QUESTIONS TO ANSWER:
(a) In the summary of the cell fate selection model, what can high cell turnover rates lead to?
(b) Please condense the paragraph of the cell fate selection model summary that begins "This paper introduces" into one shorter sentence that keeps its main facts.
(c) Carry on the summary of the cell fate selection model after its last finding.

(Beginning of SELECTED PASSAGE)

A mathematical model of cell fate selection on a dynamic tissue

TL;DR

This paper introduces a multiscale mathematical model linking cell motility and intercellular signalling to understand cell fate decisions in dynamic tissues, highlighting the importance of signalling affinity and turnover rates for tissue health.

Contribution

It presents a novel multicellular, multiscale model connecting cell movement and signalling to explain tissue homeostasis and cell differentiation.

Findings

Cell signalling affinity influences differentiation ability.

High cell turnover rates can lead to unhealthy tissues.

Model supports the importance of finely tuned differentiation processes.

(End of SELECTED PASSAGE)
(Beginning of DATA)

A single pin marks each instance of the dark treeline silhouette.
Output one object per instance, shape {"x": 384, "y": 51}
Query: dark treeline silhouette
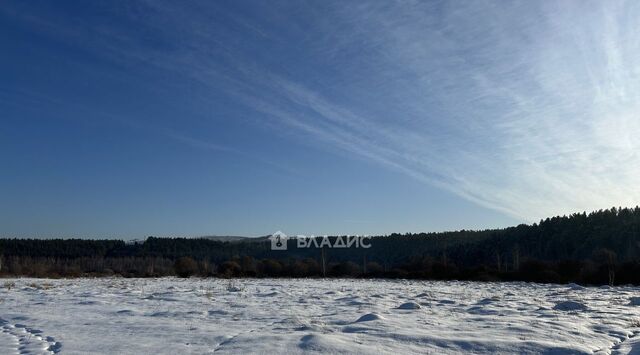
{"x": 601, "y": 247}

(End of DATA)

TASK-BY-TASK ANSWERS:
(a) Unhealthy tissues.

(b) A multiscale model linking cell motility and intercellular signaling explains cell fate decisions in dynamic tissues and shows that signaling affinity and turnover rates matter for tissue health.

(c)
Abstract

Multicellular tissues are the building blocks of many biological systems and organs. These tissues are not static, but dynamically change over time. Even if the overall structure remains the same there is a turnover of cells within the tissue. This dynamic homeostasis is maintained by numerous governing mechanisms which are finely tuned in such a way that the tissue remains in a homeostatic state, even across large timescales. Some of these governing mechanisms include cell motion, and cell fate selection through inter cellular signalling. However, it is not yet clear how to link these two processes, or how they may affect one another across the tissue. In this paper, we present a multicellular, multiscale model, which brings together the two phenomena of cell motility, and inter cellular signalling, to describe cell fate selection on a dynamic tissue. We find that the affinity for cellular signalling to occur greatly influences a cells ability to differentiate. We also find that our results support claims that cell differentiation is a finely tuned process within dynamic tissues at homeostasis, with excessive cell turnover rates leading to unhealthy (undifferentiated and unpatterned) tissues.